A MORTE DO PADRE CÍCERO

Por José Bezerra Lima Irmão

Excerto do capítulo 181 de Lampião – a Raposa das Caatingas.

José Bezerra é pesquisador do cangaço e de tudo o que diz respeito à história do Nordeste envolvendo as figuras fantásticas de Padre Cícero, Antônio Conselheiro, José Lourenço, Severino Tavares e Quinzeiro, e os trágicos episódios de Canudos, Caldeirão, Pau-de-Colher, Serra do Rodeador e Pedra Bonita do Reino Encantado ou Pedra do Reino. É autor do livro Lampião – a Raposa das Caatingas, uma biografia completa do Rei do Cangaço.

http://araposadascaatingas.blogspot.com.br

Na manhã de 20 de julho de 1934, aconteceu uma coisa terrível na Cidade Santa do Juazeiro: morreu o Padre Cícero Romão Batista.

Mais de quarenta mil pessoas haviam passado a noite em vigília. Quando se espalhou a dolorosa notícia – “Padim Ciço morreu!!!” –, teve início um espetáculo assombroso. As pessoas choravam, abraçadas umas às outras, rezando ou gritando como loucas, acotovelando-se, atropelando-se, esmagando-se na ânsia de chegar à casa do reverendo – as ruas não tinham como conter tanta gente.


A situação agravou-se quando os telegramas chegaram às cidades próximas. Logo, caminhões e mais caminhões superlotados começaram a despejar romeiros que vinham ao sepultamento do Pai dos Pobres. Uma verdadeira onda humana tomou a Rua São José, onde morava o Padre Cícero, invadindo todos os espaços, rompendo obstáculos, derrubando portas, passando por cima de tudo. O delegado de Juazeiro, vendo que a polícia era impotente diante da multidão sem controle, lavou as mãos com uma desculpa razoável:

"– O Padre Cícero era do povo e continua a ser do povo".

O caixão mortuário foi colocado numa janela, quase em posição vertical, num estrado de madeira, e durante o dia inteiro ficou ali, aberto, para que o corpo fosse visto pela multidão. Enquanto isso, milhares de pessoas continuavam a chegar a Juazeiro, a pé, a cavalo, de caminhão, de automóvel. Às quatro horas da tarde, ouviu-se um ronco nos céus, como um trovão prolongado – eram aviões do Exército que chegavam de Fortaleza com um barulho ensurdecedor, lançando-se de ponta para baixo em voos rasantes, passando a poucos metros do telhado da casa do Padre Cícero.


Àquela altura, a colmeia humana já ultrapassava a casa dos 60 mil. Ninguém se lembrava de comer ou beber. Não havia sequer uma casa de comércio aberta. O prefeito decretou luto oficial por três dias. Nas cidades vizinhas aconteceu o mesmo. A Bandeira do Brasil foi hasteada nas repartições públicas e em várias casas, com uma faixa negra, de luto.


A multidão passou a noite em frente à casa do Padre, rezando, chorando, lastimando-se.

______________________________

Pedido escrito a:
Reproduza as entradas da linha com "Can you detect every green" até a linha com "xmin=171 ymin=259 xmax=180 ymax=275", ambas incluídas, com os pedidos mantidos. Nessas entradas, escale por 2,45 todas as coordenadas das caixas nas respostas e arredonde os resultados para inteiros, com as metades para cima.

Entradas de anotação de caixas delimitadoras
______________________________

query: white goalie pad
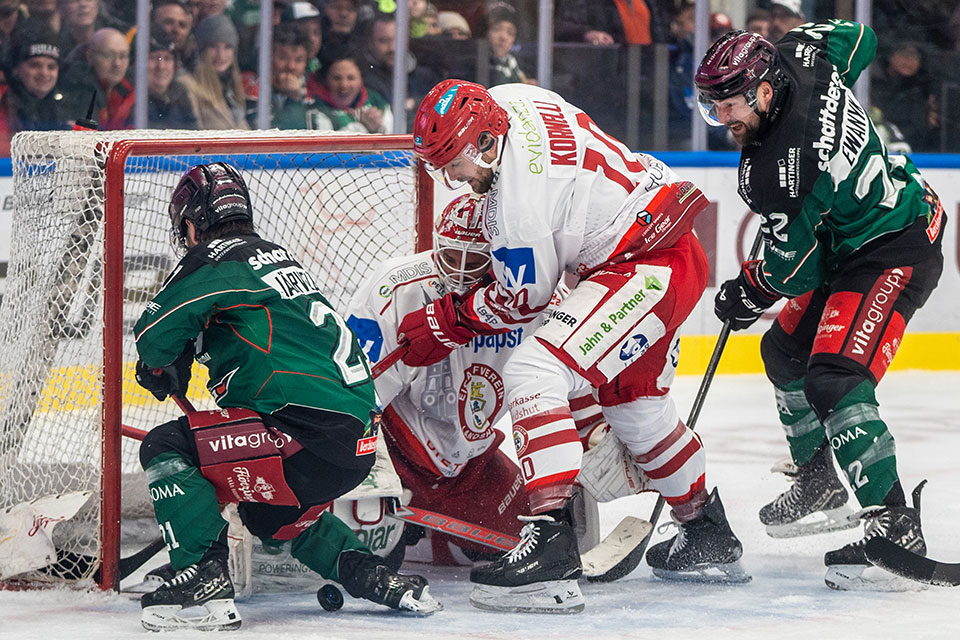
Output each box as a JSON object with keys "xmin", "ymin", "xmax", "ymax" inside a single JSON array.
[
  {"xmin": 0, "ymin": 491, "xmax": 93, "ymax": 580},
  {"xmin": 223, "ymin": 438, "xmax": 403, "ymax": 597},
  {"xmin": 577, "ymin": 427, "xmax": 655, "ymax": 502}
]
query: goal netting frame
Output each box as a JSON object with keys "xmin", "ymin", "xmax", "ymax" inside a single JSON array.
[{"xmin": 0, "ymin": 130, "xmax": 434, "ymax": 589}]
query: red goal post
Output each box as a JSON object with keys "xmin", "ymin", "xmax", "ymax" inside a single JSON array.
[{"xmin": 0, "ymin": 131, "xmax": 433, "ymax": 589}]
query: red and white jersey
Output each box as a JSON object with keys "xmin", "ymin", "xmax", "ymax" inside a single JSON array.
[
  {"xmin": 346, "ymin": 251, "xmax": 576, "ymax": 478},
  {"xmin": 464, "ymin": 84, "xmax": 692, "ymax": 332}
]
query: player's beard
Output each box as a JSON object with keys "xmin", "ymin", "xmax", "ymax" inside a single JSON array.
[
  {"xmin": 467, "ymin": 167, "xmax": 493, "ymax": 195},
  {"xmin": 726, "ymin": 116, "xmax": 760, "ymax": 147}
]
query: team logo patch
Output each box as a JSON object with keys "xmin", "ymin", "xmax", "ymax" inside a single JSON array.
[
  {"xmin": 513, "ymin": 426, "xmax": 530, "ymax": 456},
  {"xmin": 457, "ymin": 364, "xmax": 503, "ymax": 442},
  {"xmin": 434, "ymin": 84, "xmax": 460, "ymax": 115},
  {"xmin": 493, "ymin": 247, "xmax": 537, "ymax": 289},
  {"xmin": 620, "ymin": 333, "xmax": 650, "ymax": 362}
]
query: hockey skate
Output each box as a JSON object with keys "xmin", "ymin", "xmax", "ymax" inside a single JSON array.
[
  {"xmin": 647, "ymin": 489, "xmax": 750, "ymax": 583},
  {"xmin": 760, "ymin": 445, "xmax": 858, "ymax": 538},
  {"xmin": 470, "ymin": 515, "xmax": 584, "ymax": 613},
  {"xmin": 823, "ymin": 480, "xmax": 927, "ymax": 591},
  {"xmin": 140, "ymin": 558, "xmax": 240, "ymax": 631},
  {"xmin": 124, "ymin": 562, "xmax": 177, "ymax": 593},
  {"xmin": 339, "ymin": 551, "xmax": 443, "ymax": 616}
]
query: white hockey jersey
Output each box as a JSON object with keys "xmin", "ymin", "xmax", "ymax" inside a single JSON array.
[
  {"xmin": 346, "ymin": 251, "xmax": 568, "ymax": 478},
  {"xmin": 464, "ymin": 84, "xmax": 679, "ymax": 332}
]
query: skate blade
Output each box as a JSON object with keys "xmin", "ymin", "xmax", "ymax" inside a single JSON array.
[
  {"xmin": 651, "ymin": 560, "xmax": 753, "ymax": 584},
  {"xmin": 121, "ymin": 574, "xmax": 169, "ymax": 593},
  {"xmin": 140, "ymin": 598, "xmax": 241, "ymax": 631},
  {"xmin": 470, "ymin": 580, "xmax": 586, "ymax": 613},
  {"xmin": 823, "ymin": 564, "xmax": 927, "ymax": 591},
  {"xmin": 766, "ymin": 505, "xmax": 860, "ymax": 538},
  {"xmin": 398, "ymin": 587, "xmax": 443, "ymax": 616}
]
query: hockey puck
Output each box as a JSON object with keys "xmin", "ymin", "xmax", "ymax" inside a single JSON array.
[{"xmin": 317, "ymin": 584, "xmax": 343, "ymax": 611}]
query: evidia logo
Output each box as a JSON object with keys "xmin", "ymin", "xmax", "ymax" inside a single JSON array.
[
  {"xmin": 620, "ymin": 333, "xmax": 650, "ymax": 361},
  {"xmin": 434, "ymin": 84, "xmax": 460, "ymax": 115}
]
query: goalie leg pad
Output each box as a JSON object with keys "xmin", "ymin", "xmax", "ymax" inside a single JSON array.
[{"xmin": 503, "ymin": 340, "xmax": 583, "ymax": 513}]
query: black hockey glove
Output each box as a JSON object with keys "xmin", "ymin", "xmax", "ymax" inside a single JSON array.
[
  {"xmin": 137, "ymin": 341, "xmax": 193, "ymax": 400},
  {"xmin": 713, "ymin": 260, "xmax": 780, "ymax": 331}
]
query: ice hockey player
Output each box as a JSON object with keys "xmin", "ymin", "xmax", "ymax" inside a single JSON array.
[
  {"xmin": 347, "ymin": 194, "xmax": 601, "ymax": 564},
  {"xmin": 134, "ymin": 162, "xmax": 439, "ymax": 630},
  {"xmin": 398, "ymin": 80, "xmax": 746, "ymax": 612},
  {"xmin": 696, "ymin": 20, "xmax": 946, "ymax": 589}
]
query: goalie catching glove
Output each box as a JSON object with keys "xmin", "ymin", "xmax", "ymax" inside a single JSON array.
[
  {"xmin": 397, "ymin": 293, "xmax": 476, "ymax": 367},
  {"xmin": 137, "ymin": 342, "xmax": 194, "ymax": 402},
  {"xmin": 713, "ymin": 260, "xmax": 780, "ymax": 331}
]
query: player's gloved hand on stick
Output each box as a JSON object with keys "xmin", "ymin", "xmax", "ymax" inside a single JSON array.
[
  {"xmin": 713, "ymin": 260, "xmax": 780, "ymax": 331},
  {"xmin": 137, "ymin": 342, "xmax": 194, "ymax": 400},
  {"xmin": 397, "ymin": 293, "xmax": 476, "ymax": 367}
]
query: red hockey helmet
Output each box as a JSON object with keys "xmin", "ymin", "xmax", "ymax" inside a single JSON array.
[
  {"xmin": 413, "ymin": 80, "xmax": 507, "ymax": 185},
  {"xmin": 170, "ymin": 162, "xmax": 253, "ymax": 253},
  {"xmin": 694, "ymin": 31, "xmax": 777, "ymax": 126},
  {"xmin": 433, "ymin": 194, "xmax": 490, "ymax": 293}
]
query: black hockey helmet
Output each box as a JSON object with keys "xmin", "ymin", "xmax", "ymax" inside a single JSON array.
[{"xmin": 170, "ymin": 162, "xmax": 253, "ymax": 254}]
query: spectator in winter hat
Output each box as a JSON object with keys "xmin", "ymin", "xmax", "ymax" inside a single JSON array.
[
  {"xmin": 147, "ymin": 31, "xmax": 197, "ymax": 129},
  {"xmin": 437, "ymin": 11, "xmax": 473, "ymax": 40},
  {"xmin": 243, "ymin": 23, "xmax": 315, "ymax": 129},
  {"xmin": 770, "ymin": 0, "xmax": 807, "ymax": 42},
  {"xmin": 0, "ymin": 0, "xmax": 26, "ymax": 44},
  {"xmin": 0, "ymin": 20, "xmax": 69, "ymax": 148},
  {"xmin": 183, "ymin": 14, "xmax": 249, "ymax": 129},
  {"xmin": 150, "ymin": 0, "xmax": 197, "ymax": 70},
  {"xmin": 280, "ymin": 0, "xmax": 323, "ymax": 73},
  {"xmin": 487, "ymin": 7, "xmax": 537, "ymax": 87}
]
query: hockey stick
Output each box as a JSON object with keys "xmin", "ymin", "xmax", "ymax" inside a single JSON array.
[
  {"xmin": 864, "ymin": 536, "xmax": 960, "ymax": 587},
  {"xmin": 634, "ymin": 228, "xmax": 763, "ymax": 562},
  {"xmin": 370, "ymin": 272, "xmax": 493, "ymax": 380},
  {"xmin": 387, "ymin": 501, "xmax": 520, "ymax": 551}
]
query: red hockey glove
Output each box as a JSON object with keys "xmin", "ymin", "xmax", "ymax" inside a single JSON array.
[
  {"xmin": 713, "ymin": 260, "xmax": 780, "ymax": 331},
  {"xmin": 397, "ymin": 293, "xmax": 476, "ymax": 367}
]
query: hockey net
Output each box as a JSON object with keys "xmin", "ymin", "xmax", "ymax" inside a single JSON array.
[{"xmin": 0, "ymin": 131, "xmax": 433, "ymax": 588}]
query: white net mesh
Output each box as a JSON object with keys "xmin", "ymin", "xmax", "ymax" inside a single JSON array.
[{"xmin": 0, "ymin": 131, "xmax": 426, "ymax": 578}]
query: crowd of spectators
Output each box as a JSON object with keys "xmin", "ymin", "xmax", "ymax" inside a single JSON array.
[{"xmin": 0, "ymin": 0, "xmax": 960, "ymax": 153}]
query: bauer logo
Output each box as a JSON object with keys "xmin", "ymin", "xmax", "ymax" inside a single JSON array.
[
  {"xmin": 620, "ymin": 333, "xmax": 650, "ymax": 362},
  {"xmin": 434, "ymin": 84, "xmax": 460, "ymax": 115}
]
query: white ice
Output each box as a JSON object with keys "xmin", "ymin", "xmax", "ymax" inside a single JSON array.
[{"xmin": 0, "ymin": 372, "xmax": 960, "ymax": 640}]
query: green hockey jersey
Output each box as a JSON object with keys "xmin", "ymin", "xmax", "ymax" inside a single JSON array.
[
  {"xmin": 134, "ymin": 236, "xmax": 377, "ymax": 459},
  {"xmin": 738, "ymin": 20, "xmax": 932, "ymax": 297}
]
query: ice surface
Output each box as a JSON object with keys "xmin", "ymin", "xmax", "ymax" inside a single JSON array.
[{"xmin": 0, "ymin": 372, "xmax": 960, "ymax": 640}]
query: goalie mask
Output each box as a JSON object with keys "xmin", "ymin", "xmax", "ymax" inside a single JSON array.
[
  {"xmin": 413, "ymin": 80, "xmax": 507, "ymax": 189},
  {"xmin": 170, "ymin": 162, "xmax": 253, "ymax": 256},
  {"xmin": 433, "ymin": 194, "xmax": 490, "ymax": 293}
]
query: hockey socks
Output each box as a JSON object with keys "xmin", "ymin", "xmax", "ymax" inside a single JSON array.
[
  {"xmin": 824, "ymin": 380, "xmax": 898, "ymax": 506},
  {"xmin": 290, "ymin": 512, "xmax": 371, "ymax": 584},
  {"xmin": 774, "ymin": 378, "xmax": 826, "ymax": 466},
  {"xmin": 145, "ymin": 453, "xmax": 227, "ymax": 569}
]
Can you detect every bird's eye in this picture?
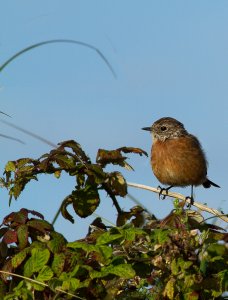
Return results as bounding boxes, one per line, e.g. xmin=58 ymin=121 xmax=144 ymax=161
xmin=161 ymin=126 xmax=167 ymax=131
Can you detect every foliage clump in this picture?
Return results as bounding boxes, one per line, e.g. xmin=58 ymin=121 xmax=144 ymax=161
xmin=0 ymin=141 xmax=228 ymax=300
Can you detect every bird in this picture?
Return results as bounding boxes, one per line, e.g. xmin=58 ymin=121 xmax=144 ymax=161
xmin=142 ymin=117 xmax=220 ymax=204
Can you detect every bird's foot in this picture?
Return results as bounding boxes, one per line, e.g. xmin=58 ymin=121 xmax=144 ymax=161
xmin=157 ymin=185 xmax=173 ymax=200
xmin=185 ymin=196 xmax=194 ymax=208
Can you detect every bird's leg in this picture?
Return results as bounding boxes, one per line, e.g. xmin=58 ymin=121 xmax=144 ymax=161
xmin=185 ymin=185 xmax=194 ymax=207
xmin=157 ymin=185 xmax=173 ymax=200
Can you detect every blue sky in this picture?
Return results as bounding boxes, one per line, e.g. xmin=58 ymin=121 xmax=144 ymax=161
xmin=0 ymin=0 xmax=228 ymax=240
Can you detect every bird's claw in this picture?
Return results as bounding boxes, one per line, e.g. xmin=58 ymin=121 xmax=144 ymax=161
xmin=157 ymin=185 xmax=170 ymax=200
xmin=185 ymin=196 xmax=194 ymax=208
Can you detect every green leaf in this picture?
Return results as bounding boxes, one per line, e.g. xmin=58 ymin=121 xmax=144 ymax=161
xmin=3 ymin=230 xmax=17 ymax=244
xmin=106 ymin=172 xmax=127 ymax=197
xmin=47 ymin=232 xmax=66 ymax=253
xmin=5 ymin=161 xmax=16 ymax=172
xmin=51 ymin=253 xmax=66 ymax=276
xmin=96 ymin=231 xmax=123 ymax=245
xmin=153 ymin=229 xmax=170 ymax=245
xmin=171 ymin=259 xmax=180 ymax=275
xmin=71 ymin=185 xmax=100 ymax=218
xmin=12 ymin=248 xmax=29 ymax=269
xmin=24 ymin=248 xmax=50 ymax=277
xmin=17 ymin=225 xmax=28 ymax=249
xmin=163 ymin=278 xmax=175 ymax=299
xmin=62 ymin=278 xmax=80 ymax=291
xmin=36 ymin=266 xmax=54 ymax=282
xmin=67 ymin=242 xmax=97 ymax=253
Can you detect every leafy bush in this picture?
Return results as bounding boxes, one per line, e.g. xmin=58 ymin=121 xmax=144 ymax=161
xmin=0 ymin=141 xmax=228 ymax=300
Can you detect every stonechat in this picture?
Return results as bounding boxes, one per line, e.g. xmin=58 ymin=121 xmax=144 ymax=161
xmin=142 ymin=117 xmax=220 ymax=202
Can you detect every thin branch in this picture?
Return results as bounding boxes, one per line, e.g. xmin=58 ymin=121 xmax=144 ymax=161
xmin=127 ymin=182 xmax=228 ymax=223
xmin=0 ymin=270 xmax=85 ymax=300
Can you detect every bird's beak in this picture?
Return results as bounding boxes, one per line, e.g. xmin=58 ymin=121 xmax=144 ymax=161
xmin=142 ymin=127 xmax=151 ymax=131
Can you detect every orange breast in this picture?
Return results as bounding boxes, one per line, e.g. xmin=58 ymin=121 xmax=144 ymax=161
xmin=151 ymin=135 xmax=207 ymax=186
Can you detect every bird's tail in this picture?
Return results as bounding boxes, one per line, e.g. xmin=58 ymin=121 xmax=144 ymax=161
xmin=203 ymin=179 xmax=220 ymax=189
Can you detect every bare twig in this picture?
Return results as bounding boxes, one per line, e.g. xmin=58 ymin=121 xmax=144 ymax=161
xmin=127 ymin=182 xmax=228 ymax=223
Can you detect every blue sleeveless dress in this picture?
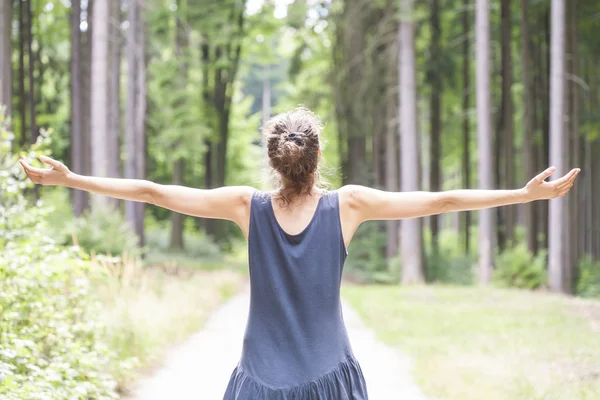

______________________________

Pedido escrito b:
Resuma em três frases o trecho sobre a morte do Padre Cícero.

Resultado esperado a:
Can you detect every green leaf in this picture?
Return results as bounding boxes, one per line, e.g. xmin=58 ymin=121 xmax=144 ymax=161
xmin=7 ymin=564 xmax=42 ymax=598
xmin=260 ymin=421 xmax=311 ymax=483
xmin=115 ymin=568 xmax=162 ymax=620
xmin=12 ymin=394 xmax=39 ymax=421
xmin=125 ymin=620 xmax=162 ymax=676
xmin=235 ymin=566 xmax=301 ymax=600
xmin=375 ymin=561 xmax=417 ymax=600
xmin=419 ymin=635 xmax=441 ymax=674

Resultado esperado b:
Na manhã de 20 de julho de 1934, o Padre Cícero Romão Batista morreu em Juazeiro, e a notícia levou uma multidão aos prantos a se espremer nas ruas para chegar à casa dele. Caminhões superlotados trouxeram romeiros das cidades próximas, a polícia se viu impotente, e o caixão ficou aberto numa janela o dia inteiro enquanto aviões do Exército davam voos rasantes sobre a casa. A multidão passou de 60 mil pessoas, o prefeito decretou luto oficial por três dias, e o povo passou a noite diante da casa rezando e chorando.